**Excerpted passage:**
-- -- --
The only thing Cat Zingano needs to know about her opponents is who they are and what they look like.
After two other opponents fell through ahead of Bellator 256 on April 9, the featherweight meets Olivia Parker. With 13 years of professional fighting experience, Zingano is aware of what she can control and what she can’t.
The 38-year-old is training to put on another dominant performance under the Bellator banner. She expects her opponent is preparing to doing the same.
“Tell me the week of, tell me whatever, who they are and what they look like so I know who to square off with,” Zingano said.
“I need to cross my T’s and dot my I’s and walk out there knowing I did everything I could do to get ready, period. No matter who they throw in front of me, it doesn’t matter.”
Cat Zingano fought for UFC gold before Olivia Parker made her amateur debut
Zingano promises she is not overlooking the much-less seasoned Parker, who is 4-1. “Alpha” has more than 11 years of experience over the 39-year-old.
Zingano is a former UFC title challenger, who earned wins over current champion Amanda Nunes and former champion Miesha Tate. She already fought professionally 10 times before Parker made her first amateur appearance in April 2016.
The last time the Colorado native fought someone with less than six fights was against Rauqel Pennington at Invicta FC 3 in October 2012. Both women would go on to not only fight inside the octagon, but challenge for UFC gold.
Zingano is a veteran of the sport and knows very well it’s anyone’s game inside the cage.
“It’s been forced for sure, this fight included,” Zingano said. “Until we’re not, we are even.”
“I’m taking everything seriously”
-- -- --
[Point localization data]
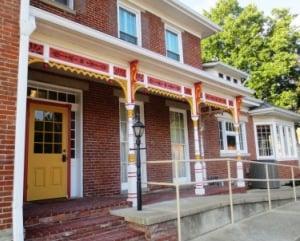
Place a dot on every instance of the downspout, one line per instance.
(27, 26)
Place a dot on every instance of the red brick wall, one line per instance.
(98, 14)
(153, 33)
(9, 49)
(102, 15)
(101, 150)
(191, 50)
(158, 140)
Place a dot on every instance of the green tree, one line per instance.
(263, 46)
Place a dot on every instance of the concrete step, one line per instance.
(121, 234)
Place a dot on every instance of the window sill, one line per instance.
(233, 154)
(60, 6)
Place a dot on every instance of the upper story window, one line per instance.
(228, 137)
(173, 44)
(129, 25)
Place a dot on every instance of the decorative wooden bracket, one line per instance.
(198, 94)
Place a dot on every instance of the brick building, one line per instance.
(74, 77)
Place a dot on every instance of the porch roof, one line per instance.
(129, 52)
(267, 109)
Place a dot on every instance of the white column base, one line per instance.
(199, 190)
(240, 174)
(132, 188)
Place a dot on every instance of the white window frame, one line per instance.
(291, 141)
(138, 20)
(124, 186)
(187, 149)
(70, 4)
(276, 155)
(179, 34)
(225, 151)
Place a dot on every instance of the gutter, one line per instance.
(198, 74)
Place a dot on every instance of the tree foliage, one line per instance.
(263, 46)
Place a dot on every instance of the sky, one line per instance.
(264, 5)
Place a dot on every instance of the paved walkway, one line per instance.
(281, 224)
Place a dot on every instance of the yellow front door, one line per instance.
(47, 151)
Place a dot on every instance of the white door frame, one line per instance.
(186, 151)
(76, 168)
(124, 185)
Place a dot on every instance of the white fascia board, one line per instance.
(197, 74)
(276, 111)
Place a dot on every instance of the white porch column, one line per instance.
(199, 190)
(239, 164)
(131, 170)
(202, 154)
(27, 26)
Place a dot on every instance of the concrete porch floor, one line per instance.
(280, 224)
(164, 211)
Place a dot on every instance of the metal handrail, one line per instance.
(229, 179)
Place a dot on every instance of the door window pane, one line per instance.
(264, 139)
(44, 138)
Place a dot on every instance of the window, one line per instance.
(60, 96)
(264, 140)
(67, 3)
(128, 25)
(228, 137)
(172, 44)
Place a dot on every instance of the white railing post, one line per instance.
(240, 174)
(230, 192)
(294, 184)
(199, 190)
(268, 186)
(177, 202)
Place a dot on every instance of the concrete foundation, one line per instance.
(201, 215)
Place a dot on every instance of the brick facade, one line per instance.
(191, 50)
(153, 33)
(101, 141)
(9, 49)
(102, 16)
(97, 14)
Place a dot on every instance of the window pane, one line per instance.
(231, 142)
(221, 142)
(172, 42)
(127, 25)
(264, 139)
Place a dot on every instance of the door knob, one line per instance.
(64, 158)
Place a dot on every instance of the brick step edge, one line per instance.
(71, 215)
(73, 227)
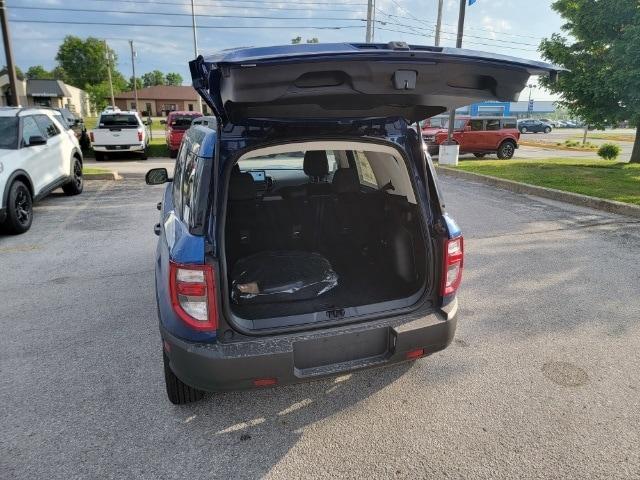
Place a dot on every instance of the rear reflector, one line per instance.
(452, 265)
(193, 295)
(415, 354)
(265, 382)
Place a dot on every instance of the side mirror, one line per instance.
(36, 140)
(157, 176)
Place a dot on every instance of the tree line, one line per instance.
(83, 64)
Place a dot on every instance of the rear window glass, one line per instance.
(9, 132)
(181, 122)
(122, 120)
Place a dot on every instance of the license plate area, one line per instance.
(344, 351)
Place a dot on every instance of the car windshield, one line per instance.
(181, 123)
(282, 161)
(121, 120)
(9, 132)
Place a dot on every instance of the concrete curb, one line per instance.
(610, 206)
(103, 176)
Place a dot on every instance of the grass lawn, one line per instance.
(597, 178)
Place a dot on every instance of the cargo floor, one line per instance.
(360, 284)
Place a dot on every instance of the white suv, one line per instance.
(38, 153)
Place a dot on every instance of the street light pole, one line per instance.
(195, 45)
(11, 70)
(438, 23)
(133, 68)
(108, 55)
(452, 114)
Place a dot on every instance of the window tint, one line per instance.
(29, 129)
(8, 132)
(47, 127)
(365, 172)
(493, 124)
(476, 125)
(177, 179)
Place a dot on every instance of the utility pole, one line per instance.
(438, 23)
(369, 20)
(133, 68)
(452, 114)
(107, 53)
(195, 46)
(11, 69)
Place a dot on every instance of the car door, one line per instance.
(34, 157)
(54, 157)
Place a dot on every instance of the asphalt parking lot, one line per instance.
(541, 382)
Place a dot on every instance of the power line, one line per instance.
(229, 27)
(174, 14)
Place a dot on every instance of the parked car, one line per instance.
(118, 131)
(314, 241)
(480, 136)
(207, 121)
(38, 154)
(176, 124)
(533, 126)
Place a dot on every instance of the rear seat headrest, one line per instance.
(316, 163)
(345, 180)
(242, 187)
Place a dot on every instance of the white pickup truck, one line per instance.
(118, 131)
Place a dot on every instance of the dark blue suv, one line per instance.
(304, 235)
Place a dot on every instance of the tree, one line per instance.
(38, 72)
(83, 61)
(19, 74)
(603, 62)
(173, 79)
(151, 79)
(139, 84)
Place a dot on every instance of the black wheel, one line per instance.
(75, 186)
(506, 150)
(178, 392)
(19, 208)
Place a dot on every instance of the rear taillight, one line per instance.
(452, 266)
(193, 295)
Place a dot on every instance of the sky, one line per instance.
(512, 27)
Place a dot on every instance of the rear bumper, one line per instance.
(298, 357)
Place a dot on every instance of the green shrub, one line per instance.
(609, 151)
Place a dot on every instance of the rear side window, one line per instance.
(365, 172)
(46, 125)
(476, 125)
(493, 124)
(29, 129)
(118, 120)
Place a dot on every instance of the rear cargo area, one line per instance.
(339, 235)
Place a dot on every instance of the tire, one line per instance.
(179, 393)
(19, 208)
(506, 150)
(75, 186)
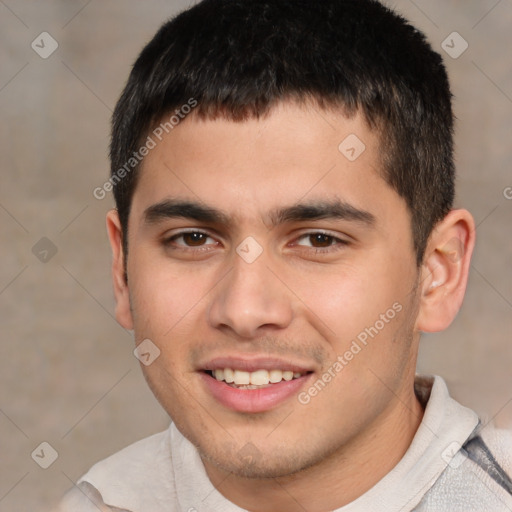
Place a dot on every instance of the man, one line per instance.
(284, 232)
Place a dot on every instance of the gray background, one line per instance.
(68, 375)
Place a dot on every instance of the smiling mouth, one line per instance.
(241, 379)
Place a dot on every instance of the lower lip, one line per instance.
(253, 400)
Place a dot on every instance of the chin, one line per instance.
(249, 462)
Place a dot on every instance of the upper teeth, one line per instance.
(257, 378)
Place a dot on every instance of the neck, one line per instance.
(348, 473)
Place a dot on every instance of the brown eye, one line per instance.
(321, 240)
(194, 239)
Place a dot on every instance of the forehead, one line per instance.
(251, 167)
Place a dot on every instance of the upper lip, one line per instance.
(255, 363)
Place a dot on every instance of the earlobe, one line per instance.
(121, 292)
(445, 271)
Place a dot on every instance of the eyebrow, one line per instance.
(313, 210)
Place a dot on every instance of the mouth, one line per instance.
(253, 386)
(258, 379)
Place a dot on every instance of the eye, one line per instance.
(189, 239)
(322, 242)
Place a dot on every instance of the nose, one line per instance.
(251, 300)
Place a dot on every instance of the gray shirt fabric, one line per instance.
(454, 464)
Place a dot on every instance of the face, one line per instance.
(258, 251)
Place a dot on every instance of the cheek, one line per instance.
(342, 303)
(164, 296)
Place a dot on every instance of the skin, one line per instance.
(291, 302)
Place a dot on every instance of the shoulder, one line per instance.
(499, 443)
(139, 477)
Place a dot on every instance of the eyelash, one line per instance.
(340, 243)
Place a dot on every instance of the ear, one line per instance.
(444, 272)
(121, 292)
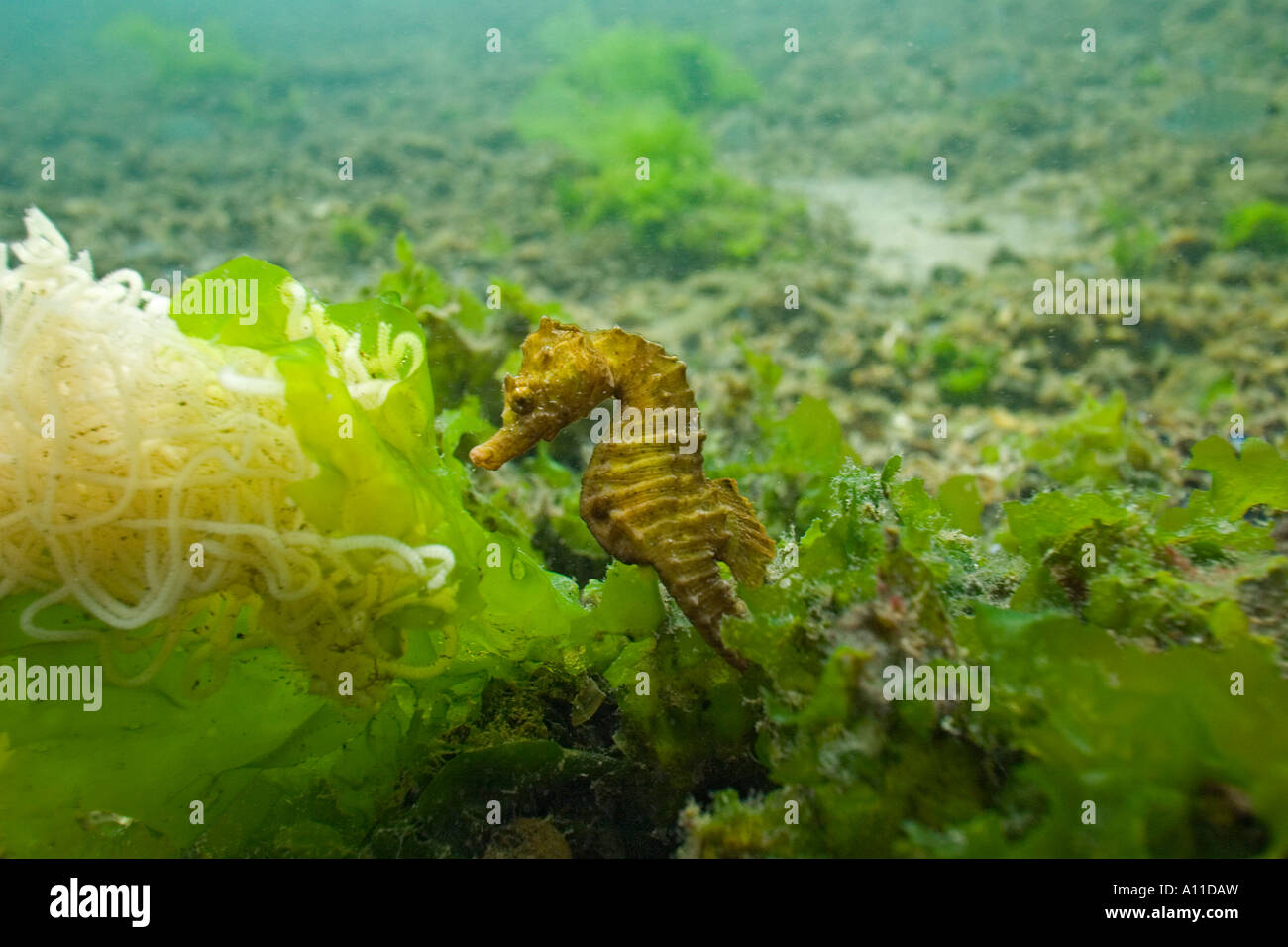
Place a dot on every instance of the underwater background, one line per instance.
-- -- --
**Your goal:** How does the article on Cat Zingano's Bellator 256 fight go on? Write what comes next, starting after its last line. None of these rows matter for the work here.

**The answer:**
Zingano’s record is visual proof she’s mixed it up with high level competition up to this point. Parker is coming off her first career defeat, suffering a first-round rear-naked choke against Chelsea Chandler at Invicta 40 this past July.
Between Parker’s last five fighters, her opponents combined for a 5-10 record at the time she fought them. Chandler is the only one who entered the fight with a winning record at 2-1.
Whether it’s Tate, Nunes or Parker standing across from Zingano, it’s all the same to her.
“Same as everybody else, I’m taking everything seriously,” Zingano said. “She could have learned something that she’s never done before and I would have never known it if I try to watch her videos. That’s how I like to live, something, where no matter what you looked up on me, I am going to hit you with something you weren’t expecting.”
Zingano focuses more on herself these days.
She grew tired of putting all her energy into one opponent, only to find out she will be fighting someone else after her original opponent falls out. The COVID-19 pandemic introduced a whole other issue with fighters testing positive for the virus, even increasing the chance of opponents dropping out.
With Parker being Zingano’s third opponent of this camp, “Alpha” is adjusting.
She’s making it work, but it’s definitely not her preferred way of operating.
“You still just have to get ready as if, no matter what. That has its own level of confidence because you’re like, ‘Yeah, I’m a bad [expletive], you could throw a truck in front of me right now and I feel like I would know what to do,’” Zingano said. “At the same time, just the predictable nature of it, it’s tricky.”